> PROBLEMS TO WORK ON:
**1)** In the article about awaiting cancer scan results, what is the new computer app that the NHS administrator is excited about?
**2)** Return the stretch of the cancer article from "I’m in the late" through "round my body.", copied word for word.

> EXCERPT TO READ:
============================================================

This is the last our series of articles by the much-loved TCW writer Nick Booth, who died in September. It was first published on August 29, 2023. You can read Kathy’s introduction here.
I’M expecting some mortifying news about my cancer. Minotaura, the NHS administrator with this vital intelligence, has other ideas. Reports of my imminent death are a distraction, it seems, from her excitement about Epic, her new computer app. Taura (not her real name) could actually help me find out the latest on my life expectancy. But she pretends not to know because she’s more interested in what the computer can do for her. Patients be damned.
I’m in the late (i.e. last) stage of cancer and I’m down to my last chemotherapy option. My most recent and, I suspect last, MRI and CT scans will tell me everything about my death expectancy, whether the cancer has won its battle or whether my final drug, my Alamo, is still holding the invaders back before they are set loose to rampage round my body.

============================================================

> RAW DATA:
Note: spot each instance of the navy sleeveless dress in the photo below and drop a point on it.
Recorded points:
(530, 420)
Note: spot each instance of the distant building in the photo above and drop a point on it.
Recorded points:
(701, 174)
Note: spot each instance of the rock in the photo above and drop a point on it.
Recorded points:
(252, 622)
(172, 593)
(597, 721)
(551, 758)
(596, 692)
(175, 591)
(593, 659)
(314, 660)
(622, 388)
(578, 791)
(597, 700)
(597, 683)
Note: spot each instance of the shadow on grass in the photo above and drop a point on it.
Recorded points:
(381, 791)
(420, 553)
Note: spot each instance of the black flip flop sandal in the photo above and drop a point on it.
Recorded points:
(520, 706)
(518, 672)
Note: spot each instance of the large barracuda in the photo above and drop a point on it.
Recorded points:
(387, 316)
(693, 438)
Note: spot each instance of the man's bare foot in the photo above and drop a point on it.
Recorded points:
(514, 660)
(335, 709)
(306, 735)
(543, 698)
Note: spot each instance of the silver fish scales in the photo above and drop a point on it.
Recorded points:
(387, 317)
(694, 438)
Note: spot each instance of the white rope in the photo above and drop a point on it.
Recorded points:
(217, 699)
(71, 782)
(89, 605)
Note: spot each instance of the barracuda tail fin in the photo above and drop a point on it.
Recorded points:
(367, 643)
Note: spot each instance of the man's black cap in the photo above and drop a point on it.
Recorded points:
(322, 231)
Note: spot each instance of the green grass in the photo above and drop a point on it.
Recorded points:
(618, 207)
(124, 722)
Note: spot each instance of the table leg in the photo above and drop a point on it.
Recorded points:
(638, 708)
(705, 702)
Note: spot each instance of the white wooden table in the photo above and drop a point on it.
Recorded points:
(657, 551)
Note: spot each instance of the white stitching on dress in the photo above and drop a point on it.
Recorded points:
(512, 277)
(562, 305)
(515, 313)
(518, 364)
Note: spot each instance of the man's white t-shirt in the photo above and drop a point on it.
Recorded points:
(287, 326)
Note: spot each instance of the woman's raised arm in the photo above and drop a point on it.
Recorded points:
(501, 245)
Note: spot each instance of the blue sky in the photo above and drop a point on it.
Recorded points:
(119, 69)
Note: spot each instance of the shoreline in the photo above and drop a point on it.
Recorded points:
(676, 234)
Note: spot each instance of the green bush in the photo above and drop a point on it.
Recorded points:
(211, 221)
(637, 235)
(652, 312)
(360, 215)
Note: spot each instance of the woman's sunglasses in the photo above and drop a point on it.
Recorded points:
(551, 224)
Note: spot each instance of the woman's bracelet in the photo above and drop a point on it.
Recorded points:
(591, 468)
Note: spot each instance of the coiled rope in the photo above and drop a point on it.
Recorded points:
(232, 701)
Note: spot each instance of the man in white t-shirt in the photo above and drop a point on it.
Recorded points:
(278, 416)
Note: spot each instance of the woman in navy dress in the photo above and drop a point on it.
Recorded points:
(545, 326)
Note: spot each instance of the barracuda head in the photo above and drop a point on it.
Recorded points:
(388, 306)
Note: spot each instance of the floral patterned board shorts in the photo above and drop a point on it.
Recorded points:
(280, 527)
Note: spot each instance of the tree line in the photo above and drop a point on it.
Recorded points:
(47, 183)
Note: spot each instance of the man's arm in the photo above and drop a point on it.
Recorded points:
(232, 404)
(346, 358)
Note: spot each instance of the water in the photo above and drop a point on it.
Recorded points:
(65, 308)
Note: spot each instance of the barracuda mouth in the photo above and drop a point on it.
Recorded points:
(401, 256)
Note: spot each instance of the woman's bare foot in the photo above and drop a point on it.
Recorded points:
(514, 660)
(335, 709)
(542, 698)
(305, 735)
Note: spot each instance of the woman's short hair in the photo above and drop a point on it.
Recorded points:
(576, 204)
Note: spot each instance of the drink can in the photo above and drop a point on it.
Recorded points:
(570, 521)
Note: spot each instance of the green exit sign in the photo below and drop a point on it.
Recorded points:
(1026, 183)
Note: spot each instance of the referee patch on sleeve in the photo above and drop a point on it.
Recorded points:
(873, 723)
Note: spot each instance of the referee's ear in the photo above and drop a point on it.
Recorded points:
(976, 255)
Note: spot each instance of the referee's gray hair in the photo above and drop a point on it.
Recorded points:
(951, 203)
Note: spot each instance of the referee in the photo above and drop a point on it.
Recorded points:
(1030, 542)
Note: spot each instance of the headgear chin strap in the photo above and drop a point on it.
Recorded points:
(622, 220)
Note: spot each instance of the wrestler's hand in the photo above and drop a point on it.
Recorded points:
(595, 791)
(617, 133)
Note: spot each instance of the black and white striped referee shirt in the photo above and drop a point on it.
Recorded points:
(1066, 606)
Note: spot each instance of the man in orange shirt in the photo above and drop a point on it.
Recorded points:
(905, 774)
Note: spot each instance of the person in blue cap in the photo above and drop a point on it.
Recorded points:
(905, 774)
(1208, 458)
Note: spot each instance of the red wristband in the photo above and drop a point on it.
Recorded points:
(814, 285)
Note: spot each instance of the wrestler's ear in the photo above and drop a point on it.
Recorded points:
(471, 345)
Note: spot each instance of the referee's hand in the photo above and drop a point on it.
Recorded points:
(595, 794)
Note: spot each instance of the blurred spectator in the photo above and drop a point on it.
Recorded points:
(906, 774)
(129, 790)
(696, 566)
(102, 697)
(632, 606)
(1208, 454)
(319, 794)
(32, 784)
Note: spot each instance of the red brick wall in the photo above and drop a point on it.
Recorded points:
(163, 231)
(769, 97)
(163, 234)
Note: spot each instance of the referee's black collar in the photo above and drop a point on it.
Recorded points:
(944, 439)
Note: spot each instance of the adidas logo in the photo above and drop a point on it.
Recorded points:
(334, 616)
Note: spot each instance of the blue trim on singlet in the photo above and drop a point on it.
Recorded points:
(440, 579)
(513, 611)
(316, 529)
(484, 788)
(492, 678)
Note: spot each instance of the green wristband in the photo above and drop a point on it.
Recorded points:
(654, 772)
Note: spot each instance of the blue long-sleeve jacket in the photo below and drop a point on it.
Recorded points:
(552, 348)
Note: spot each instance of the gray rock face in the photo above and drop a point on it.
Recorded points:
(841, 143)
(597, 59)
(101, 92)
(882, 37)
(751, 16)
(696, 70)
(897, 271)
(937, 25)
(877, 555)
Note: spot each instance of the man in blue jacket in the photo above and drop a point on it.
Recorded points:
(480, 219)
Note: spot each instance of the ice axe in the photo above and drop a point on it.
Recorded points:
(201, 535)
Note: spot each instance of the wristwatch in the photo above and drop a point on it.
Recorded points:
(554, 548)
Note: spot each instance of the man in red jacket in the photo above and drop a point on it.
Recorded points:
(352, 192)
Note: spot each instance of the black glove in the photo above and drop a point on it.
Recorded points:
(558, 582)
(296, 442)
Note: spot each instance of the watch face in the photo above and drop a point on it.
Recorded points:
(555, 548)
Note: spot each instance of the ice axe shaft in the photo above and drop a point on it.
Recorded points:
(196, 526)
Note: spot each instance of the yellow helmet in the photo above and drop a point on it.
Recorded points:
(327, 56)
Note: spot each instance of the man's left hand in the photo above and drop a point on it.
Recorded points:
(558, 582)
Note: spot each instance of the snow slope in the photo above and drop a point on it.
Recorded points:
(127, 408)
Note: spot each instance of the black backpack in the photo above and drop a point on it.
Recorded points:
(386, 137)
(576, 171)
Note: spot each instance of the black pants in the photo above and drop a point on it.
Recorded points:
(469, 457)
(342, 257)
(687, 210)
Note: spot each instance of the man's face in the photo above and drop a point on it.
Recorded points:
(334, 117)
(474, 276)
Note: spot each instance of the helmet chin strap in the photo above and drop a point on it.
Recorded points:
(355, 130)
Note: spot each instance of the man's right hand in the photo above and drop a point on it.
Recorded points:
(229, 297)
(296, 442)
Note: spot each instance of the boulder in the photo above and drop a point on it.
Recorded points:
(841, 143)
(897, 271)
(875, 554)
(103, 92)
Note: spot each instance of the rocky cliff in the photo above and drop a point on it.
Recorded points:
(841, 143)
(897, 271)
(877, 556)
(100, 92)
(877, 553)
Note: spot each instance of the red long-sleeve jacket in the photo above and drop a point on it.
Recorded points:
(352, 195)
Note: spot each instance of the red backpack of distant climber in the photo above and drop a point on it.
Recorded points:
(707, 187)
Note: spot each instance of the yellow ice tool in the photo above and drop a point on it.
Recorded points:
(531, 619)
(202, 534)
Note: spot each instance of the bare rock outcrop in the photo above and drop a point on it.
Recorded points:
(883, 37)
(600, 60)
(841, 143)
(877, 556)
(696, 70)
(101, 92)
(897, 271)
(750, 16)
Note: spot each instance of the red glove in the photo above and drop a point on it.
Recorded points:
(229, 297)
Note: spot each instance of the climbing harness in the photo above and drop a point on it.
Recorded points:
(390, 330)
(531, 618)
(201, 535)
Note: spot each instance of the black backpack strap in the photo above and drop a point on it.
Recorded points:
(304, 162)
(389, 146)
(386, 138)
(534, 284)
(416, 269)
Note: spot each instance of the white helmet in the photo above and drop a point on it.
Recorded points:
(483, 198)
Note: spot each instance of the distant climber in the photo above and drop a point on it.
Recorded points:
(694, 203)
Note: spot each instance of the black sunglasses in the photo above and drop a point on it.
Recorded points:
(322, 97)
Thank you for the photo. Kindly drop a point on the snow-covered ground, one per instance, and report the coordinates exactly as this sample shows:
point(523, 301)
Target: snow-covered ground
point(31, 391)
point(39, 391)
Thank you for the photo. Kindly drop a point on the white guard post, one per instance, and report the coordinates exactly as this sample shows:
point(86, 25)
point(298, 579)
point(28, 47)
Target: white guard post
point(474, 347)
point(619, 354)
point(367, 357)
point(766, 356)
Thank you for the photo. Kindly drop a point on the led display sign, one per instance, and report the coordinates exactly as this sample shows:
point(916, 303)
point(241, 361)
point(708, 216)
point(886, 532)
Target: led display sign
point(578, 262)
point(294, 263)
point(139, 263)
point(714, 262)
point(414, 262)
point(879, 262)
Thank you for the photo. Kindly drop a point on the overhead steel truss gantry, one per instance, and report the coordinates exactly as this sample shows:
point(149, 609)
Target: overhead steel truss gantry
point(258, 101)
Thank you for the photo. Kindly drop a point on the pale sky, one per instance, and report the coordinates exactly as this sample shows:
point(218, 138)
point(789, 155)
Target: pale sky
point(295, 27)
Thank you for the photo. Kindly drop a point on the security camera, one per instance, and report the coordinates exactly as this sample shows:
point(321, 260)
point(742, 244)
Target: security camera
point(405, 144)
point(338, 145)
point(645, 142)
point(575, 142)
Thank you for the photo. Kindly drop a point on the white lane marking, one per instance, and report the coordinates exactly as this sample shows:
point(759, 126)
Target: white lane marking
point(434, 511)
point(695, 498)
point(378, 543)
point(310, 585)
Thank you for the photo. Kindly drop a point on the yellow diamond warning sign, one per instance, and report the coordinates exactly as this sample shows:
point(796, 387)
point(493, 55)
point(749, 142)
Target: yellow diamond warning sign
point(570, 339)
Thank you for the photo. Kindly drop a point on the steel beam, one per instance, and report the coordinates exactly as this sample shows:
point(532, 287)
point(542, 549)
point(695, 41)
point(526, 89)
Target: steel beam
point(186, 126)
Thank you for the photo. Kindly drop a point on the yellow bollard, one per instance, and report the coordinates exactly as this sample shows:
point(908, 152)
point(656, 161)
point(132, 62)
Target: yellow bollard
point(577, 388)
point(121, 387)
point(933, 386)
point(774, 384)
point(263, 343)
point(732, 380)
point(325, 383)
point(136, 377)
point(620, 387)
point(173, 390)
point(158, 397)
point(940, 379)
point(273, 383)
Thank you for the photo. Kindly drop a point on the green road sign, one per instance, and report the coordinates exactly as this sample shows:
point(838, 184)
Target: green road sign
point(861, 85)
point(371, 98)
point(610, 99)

============================================================

> TASK ANSWERS:
**1)** Epic

**2)**
I’m in the late (i.e. last) stage of cancer and I’m down to my last chemotherapy option. My most recent and, I suspect last, MRI and CT scans will tell me everything about my death expectancy, whether the cancer has won its battle or whether my final drug, my Alamo, is still holding the invaders back before they are set loose to rampage round my body.